--- Exercise set ---
1. Copy the stretch of the Glasgow council pay article from "The damage being" through "their own money.", swapping "all-party talks" for "cross-party talks".
2. According to the Glasgow council pay article, what will the city council pay each year to rent the buildings back?

--- Text section ---
◆ ◆ ◆ ◆ ◆
Re-mortgaging your property is usually a bad sign. Things have gone wrong. And when a city like Glasgow does it, it means things have gone wrong in a big way.  But that’s just what the city council has had to do to put right an injustice that has been going on for more than a decade. 

Selling off the Armadillo. Photo by Wojtek Gurak

It’s been paying its 12,000 women workers on its  care, catering and cleaning staff, less than its male bin collectors, maintenance staff, gardeners and janitors. Around £4,000 a year less. And now, after union pressure, strikes, court cases and many a street demonstration, it’s finally agreed to pay them compensation.

The new SNP administration says it’s righting a Labour wrong. But it’s going to cost £548m. And to raise the money, eleven of the city’s newest properties are to be re-mortgaged. They include the Armadillo conference centre, the Riverside Museum, the Emirates sports arena, and the new Concert Hall.  In a complicated financial manoeuvre, the buildings will be transferred to an arms-length company, City Property Investments, which will then re-mortgage them, raising the millions necessary. The city council will rent the buildings back at a cost of £25m a year and keep them running, just as they are at present.  Hey presto. But who knows what cuts or “efficiencies” will be needed to pay the new rents.  

Glasgow is not the only council dealing with such back-pay compensation claims. There are 70,000 women workers making claims across Scotland and already they’ve cost the councils over £700m.  And this is just one of the pressures on council budgets.  The councils’ own Improvement Service pointed out this week that there’s been an 8.3 per cent real-terms fall in revenue for Scotland’s 32 councils since 2011. And there’s another £230m cut coming this year. 

The damage being done to local services has prompted the Green Party to begin a debate over how we should fund such services in the future. To win the party’s support for the budget the SNP Government has promised to convene all-party talks on the issue.  It also conceded more tax powers to local councils to raise more of their own money.
◆ ◆ ◆ ◆ ◆
--- Data shown ---
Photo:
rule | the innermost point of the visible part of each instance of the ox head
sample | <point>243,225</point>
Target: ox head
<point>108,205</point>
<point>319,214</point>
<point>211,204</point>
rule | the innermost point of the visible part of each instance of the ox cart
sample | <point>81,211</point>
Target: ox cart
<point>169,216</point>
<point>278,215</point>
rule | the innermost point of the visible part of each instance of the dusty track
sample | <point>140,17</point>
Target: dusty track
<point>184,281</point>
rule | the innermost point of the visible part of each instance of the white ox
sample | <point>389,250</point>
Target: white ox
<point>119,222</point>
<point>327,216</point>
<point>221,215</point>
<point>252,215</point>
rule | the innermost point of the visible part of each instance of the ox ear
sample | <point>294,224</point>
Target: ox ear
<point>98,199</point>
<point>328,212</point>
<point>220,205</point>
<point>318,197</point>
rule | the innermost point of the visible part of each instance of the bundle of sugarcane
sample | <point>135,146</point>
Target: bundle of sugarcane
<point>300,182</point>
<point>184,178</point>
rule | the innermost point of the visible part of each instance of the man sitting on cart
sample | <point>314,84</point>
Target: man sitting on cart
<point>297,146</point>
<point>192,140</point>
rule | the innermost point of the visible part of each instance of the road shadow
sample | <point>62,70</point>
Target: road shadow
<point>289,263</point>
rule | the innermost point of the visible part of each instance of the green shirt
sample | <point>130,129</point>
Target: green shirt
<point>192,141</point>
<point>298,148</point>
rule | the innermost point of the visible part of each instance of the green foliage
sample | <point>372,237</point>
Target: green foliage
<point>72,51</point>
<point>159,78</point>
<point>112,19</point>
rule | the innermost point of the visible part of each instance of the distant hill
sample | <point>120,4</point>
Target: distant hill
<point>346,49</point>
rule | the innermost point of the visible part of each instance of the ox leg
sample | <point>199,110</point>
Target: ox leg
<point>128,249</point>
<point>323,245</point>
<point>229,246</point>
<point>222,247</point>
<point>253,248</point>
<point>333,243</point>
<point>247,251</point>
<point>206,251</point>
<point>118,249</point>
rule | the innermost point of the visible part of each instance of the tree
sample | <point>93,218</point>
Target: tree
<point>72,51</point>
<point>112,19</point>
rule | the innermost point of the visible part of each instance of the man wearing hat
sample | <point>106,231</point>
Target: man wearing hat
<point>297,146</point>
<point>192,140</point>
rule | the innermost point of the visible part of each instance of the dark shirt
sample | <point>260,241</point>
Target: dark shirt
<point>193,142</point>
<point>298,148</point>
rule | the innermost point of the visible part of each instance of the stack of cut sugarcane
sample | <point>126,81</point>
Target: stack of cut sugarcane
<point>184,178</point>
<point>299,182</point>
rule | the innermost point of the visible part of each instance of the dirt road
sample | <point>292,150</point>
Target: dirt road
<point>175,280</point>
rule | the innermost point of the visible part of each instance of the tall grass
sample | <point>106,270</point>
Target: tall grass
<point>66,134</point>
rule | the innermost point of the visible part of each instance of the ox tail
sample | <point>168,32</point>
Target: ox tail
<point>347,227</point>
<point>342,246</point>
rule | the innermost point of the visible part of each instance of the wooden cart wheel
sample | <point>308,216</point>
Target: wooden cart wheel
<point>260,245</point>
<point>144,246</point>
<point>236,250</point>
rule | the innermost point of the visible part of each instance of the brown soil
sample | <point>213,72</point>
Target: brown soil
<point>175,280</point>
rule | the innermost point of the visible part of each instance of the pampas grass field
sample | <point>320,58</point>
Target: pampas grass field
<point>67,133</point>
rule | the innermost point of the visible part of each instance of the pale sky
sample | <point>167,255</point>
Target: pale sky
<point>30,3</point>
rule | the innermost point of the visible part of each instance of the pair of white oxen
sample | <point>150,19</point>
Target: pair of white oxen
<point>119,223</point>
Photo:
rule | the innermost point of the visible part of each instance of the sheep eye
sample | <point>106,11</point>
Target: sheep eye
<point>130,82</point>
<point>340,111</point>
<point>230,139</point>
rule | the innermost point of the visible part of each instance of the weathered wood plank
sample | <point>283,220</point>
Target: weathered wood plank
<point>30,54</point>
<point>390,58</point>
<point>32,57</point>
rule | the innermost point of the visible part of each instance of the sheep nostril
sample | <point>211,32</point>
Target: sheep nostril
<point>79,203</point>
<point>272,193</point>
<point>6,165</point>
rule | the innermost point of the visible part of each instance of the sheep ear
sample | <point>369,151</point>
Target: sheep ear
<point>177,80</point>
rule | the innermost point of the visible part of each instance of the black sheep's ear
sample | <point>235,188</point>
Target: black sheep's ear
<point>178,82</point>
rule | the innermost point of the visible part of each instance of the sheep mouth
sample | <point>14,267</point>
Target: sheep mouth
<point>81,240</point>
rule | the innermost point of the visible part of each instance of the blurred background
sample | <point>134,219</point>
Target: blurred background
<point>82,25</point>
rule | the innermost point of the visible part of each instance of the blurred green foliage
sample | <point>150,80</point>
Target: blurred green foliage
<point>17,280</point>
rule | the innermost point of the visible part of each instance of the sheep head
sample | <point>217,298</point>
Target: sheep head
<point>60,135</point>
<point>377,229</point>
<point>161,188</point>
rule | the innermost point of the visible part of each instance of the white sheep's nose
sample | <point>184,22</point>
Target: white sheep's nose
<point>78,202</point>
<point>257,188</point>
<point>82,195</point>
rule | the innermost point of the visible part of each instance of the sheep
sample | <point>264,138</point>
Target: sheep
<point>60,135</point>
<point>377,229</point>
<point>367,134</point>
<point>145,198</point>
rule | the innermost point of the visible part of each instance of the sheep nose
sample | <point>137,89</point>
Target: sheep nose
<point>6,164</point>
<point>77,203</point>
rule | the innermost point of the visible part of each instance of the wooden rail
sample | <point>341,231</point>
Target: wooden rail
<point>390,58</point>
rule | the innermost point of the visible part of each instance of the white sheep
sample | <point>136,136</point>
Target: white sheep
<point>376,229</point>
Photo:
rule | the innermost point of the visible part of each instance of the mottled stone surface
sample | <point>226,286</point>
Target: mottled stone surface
◆ ◆ ◆ ◆ ◆
--- Exercise responses ---
1.
The damage being done to local services has prompted the Green Party to begin a debate over how we should fund such services in the future. To win the party’s support for the budget the SNP Government has promised to convene cross-party talks on the issue.  It also conceded more tax powers to local councils to raise more of their own money.

2. £25m a year.